— Data extract —
————

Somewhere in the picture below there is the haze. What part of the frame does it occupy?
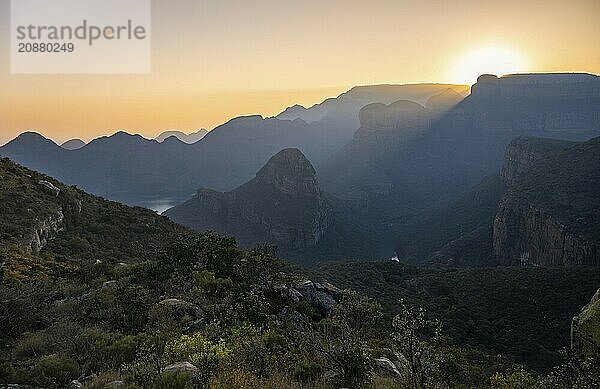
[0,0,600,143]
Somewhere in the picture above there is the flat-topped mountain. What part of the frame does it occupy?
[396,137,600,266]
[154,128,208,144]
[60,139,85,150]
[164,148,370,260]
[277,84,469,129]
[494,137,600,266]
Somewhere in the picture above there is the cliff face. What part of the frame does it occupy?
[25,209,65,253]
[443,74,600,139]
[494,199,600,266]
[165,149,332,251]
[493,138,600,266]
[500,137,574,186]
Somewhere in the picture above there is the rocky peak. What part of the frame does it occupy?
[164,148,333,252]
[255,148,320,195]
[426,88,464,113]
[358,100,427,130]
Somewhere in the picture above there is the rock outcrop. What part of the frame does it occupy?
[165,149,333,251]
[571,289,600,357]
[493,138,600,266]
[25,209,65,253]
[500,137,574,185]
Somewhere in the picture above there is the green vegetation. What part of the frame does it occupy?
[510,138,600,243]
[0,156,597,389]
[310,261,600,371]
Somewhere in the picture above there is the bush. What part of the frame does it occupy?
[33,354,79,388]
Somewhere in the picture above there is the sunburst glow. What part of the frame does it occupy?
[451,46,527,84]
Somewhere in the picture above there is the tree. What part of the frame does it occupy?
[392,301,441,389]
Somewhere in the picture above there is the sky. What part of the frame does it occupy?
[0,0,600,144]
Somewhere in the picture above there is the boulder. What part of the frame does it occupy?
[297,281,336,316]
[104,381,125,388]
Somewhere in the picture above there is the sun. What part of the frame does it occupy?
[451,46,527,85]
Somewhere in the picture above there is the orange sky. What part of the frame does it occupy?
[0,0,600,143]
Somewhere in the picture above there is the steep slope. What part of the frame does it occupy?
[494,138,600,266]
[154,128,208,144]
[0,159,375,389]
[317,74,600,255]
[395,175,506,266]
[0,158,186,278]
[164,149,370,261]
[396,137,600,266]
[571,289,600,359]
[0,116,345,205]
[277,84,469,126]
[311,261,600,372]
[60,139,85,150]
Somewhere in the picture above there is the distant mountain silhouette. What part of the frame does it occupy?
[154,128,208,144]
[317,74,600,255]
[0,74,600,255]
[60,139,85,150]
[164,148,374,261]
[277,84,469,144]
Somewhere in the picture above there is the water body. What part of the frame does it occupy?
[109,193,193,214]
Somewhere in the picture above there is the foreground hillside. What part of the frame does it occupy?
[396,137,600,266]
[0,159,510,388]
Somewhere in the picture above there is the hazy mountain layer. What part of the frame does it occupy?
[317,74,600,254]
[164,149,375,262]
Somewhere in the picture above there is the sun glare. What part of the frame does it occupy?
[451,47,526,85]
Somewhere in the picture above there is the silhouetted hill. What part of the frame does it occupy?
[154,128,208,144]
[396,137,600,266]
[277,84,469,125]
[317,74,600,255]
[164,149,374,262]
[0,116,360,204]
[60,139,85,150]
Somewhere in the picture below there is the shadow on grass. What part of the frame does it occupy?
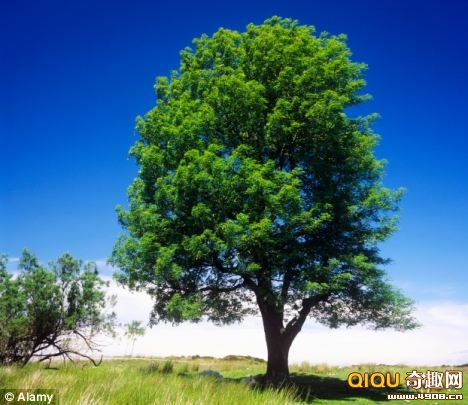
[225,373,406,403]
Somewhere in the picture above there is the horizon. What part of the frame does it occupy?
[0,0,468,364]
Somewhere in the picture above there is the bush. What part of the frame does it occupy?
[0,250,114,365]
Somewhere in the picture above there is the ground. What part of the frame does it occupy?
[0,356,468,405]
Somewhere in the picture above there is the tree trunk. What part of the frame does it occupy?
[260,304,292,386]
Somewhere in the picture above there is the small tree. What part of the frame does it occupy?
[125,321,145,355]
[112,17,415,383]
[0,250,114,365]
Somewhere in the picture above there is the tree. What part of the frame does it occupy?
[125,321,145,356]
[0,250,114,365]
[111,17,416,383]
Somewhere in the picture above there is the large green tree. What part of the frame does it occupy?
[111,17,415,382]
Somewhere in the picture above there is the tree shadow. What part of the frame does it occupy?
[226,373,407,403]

————

— Task prompt —
Find each line in the rows that contains the word "green" and copy those lines out.

— Correct answer —
Somewhere in the picture above there is the green vegetation. What part of the frame does it occupy?
Somewhere in the picture above there is the large green tree. What part of the frame does it occupy?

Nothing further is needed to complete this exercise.